BRIEF — All that is needed is the line containing "of the green" together with each line after it, transcribed exactly to the end of the records.

DATA FOR PROCESSING —
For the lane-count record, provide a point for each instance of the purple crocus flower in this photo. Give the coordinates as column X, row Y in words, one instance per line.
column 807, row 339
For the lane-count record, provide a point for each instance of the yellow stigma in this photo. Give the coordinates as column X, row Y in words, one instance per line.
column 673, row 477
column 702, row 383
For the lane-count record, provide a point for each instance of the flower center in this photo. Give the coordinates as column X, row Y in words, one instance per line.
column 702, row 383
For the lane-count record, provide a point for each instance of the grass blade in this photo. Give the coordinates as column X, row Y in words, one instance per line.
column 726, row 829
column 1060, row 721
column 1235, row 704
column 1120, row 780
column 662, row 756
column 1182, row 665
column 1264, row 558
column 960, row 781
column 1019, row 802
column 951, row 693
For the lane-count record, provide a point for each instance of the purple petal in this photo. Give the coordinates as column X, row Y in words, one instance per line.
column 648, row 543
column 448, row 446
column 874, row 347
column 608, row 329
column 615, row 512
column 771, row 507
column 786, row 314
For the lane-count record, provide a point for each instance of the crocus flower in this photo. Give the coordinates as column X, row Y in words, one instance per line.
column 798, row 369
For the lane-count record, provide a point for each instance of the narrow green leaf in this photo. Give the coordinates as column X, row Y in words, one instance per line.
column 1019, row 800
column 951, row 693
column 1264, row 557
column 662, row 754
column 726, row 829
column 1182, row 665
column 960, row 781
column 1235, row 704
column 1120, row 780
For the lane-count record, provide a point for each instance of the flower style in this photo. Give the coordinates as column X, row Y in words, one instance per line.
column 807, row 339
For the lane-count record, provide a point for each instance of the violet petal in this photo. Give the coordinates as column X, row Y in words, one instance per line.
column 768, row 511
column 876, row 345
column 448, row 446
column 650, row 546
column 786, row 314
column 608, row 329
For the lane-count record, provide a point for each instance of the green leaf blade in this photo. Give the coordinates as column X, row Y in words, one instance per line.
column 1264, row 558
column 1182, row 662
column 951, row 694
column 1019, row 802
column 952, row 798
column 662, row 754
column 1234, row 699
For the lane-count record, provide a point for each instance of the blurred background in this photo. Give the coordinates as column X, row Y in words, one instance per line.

ANSWER TO THIS PROBLEM —
For the lane-count record, provide a point for each instance of the green leaf blade in this photo. Give the coordinates as column X, row Y in words, one instance per line.
column 1264, row 558
column 1182, row 662
column 951, row 694
column 1019, row 802
column 952, row 798
column 662, row 754
column 1234, row 699
For the lane-count record, provide a point for each instance of the blurred background in this photo. Give the coordinates as column X, row Y in words, one instance per line.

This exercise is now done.